§ Given text
════
With rising global temperatures threatening to limit the skiing season and even warm some resorts out of existence, major ski companies are turning to their customers for help in the fight against climate change. Their goal: turn millions of snow-lovers into climate voters.
“The industry’s much bigger, much more rabid, maybe more powerful and wealthy than the gun lobby, and yet we have no power,” said Aspen Ski Co.‘s Auden Schendler, pointing out that 10 million skiers logged about 59 million visits to U.S. resorts last winter.
“How do you mobilize that?” he asked. “Weaponize the outdoor community as a political movement.”
That means venturing beyond the corporate sustainability campaigns already underway at resorts and ski companies, such as pressing local utilities to switch from coal to renewables, signing letters to policy makers and sending snow sport celebrities to lobby Congress.
Winter sports companies are now trying to mobilize those millions of skiers, snowboarders and other winter enthusiasts into a passionate political force for action on climate change by encouraging them to contact policy makers, vote for climate-friendly candidates and spread the word about climate change in their circles. The 2020 elections could become a proving ground for this new strategy to mix politics and play.
The winter sports industry knows it is facing an uncertain future.
One analysis, from a 2018 report by scientists with Climate Impact Lab, predicts that the number of days with below-freezing temperatures in Truckee, California, could shrink from 41 to 8 on average by the end of the century, and from 196 days to 141 at Stowe, Vermont. Rocky Mountain resorts, like Breckenridge and Taos, can expect their low-temperature days to decline by as much as one-third.
Another study, published in 2017, found that climate change will shorten the winter recreation season across the U.S., with half as many downhill skiing days in some places by 2050 and up to 80 percent fewer by 2090.
════
§ Material shown
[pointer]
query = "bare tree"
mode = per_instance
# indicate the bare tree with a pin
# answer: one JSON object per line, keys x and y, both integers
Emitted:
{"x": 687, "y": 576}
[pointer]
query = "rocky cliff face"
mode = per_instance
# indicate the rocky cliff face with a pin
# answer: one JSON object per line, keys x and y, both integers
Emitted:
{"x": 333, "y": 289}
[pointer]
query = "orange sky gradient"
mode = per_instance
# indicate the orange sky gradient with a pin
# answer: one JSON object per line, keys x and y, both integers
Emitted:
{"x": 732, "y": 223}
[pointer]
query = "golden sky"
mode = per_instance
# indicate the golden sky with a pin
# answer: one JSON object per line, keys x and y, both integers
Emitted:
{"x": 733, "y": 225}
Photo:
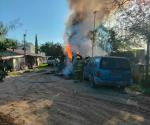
════
§ What to do
Copy out the passage above on ski companies and climate change word for word, from its first sentence to its last.

§ Result below
With rising global temperatures threatening to limit the skiing season and even warm some resorts out of existence, major ski companies are turning to their customers for help in the fight against climate change. Their goal: turn millions of snow-lovers into climate voters.
“The industry’s much bigger, much more rabid, maybe more powerful and wealthy than the gun lobby, and yet we have no power,” said Aspen Ski Co.‘s Auden Schendler, pointing out that 10 million skiers logged about 59 million visits to U.S. resorts last winter.
“How do you mobilize that?” he asked. “Weaponize the outdoor community as a political movement.”
That means venturing beyond the corporate sustainability campaigns already underway at resorts and ski companies, such as pressing local utilities to switch from coal to renewables, signing letters to policy makers and sending snow sport celebrities to lobby Congress.
Winter sports companies are now trying to mobilize those millions of skiers, snowboarders and other winter enthusiasts into a passionate political force for action on climate change by encouraging them to contact policy makers, vote for climate-friendly candidates and spread the word about climate change in their circles. The 2020 elections could become a proving ground for this new strategy to mix politics and play.
The winter sports industry knows it is facing an uncertain future.
One analysis, from a 2018 report by scientists with Climate Impact Lab, predicts that the number of days with below-freezing temperatures in Truckee, California, could shrink from 41 to 8 on average by the end of the century, and from 196 days to 141 at Stowe, Vermont. Rocky Mountain resorts, like Breckenridge and Taos, can expect their low-temperature days to decline by as much as one-third.
Another study, published in 2017, found that climate change will shorten the winter recreation season across the U.S., with half as many downhill skiing days in some places by 2050 and up to 80 percent fewer by 2090.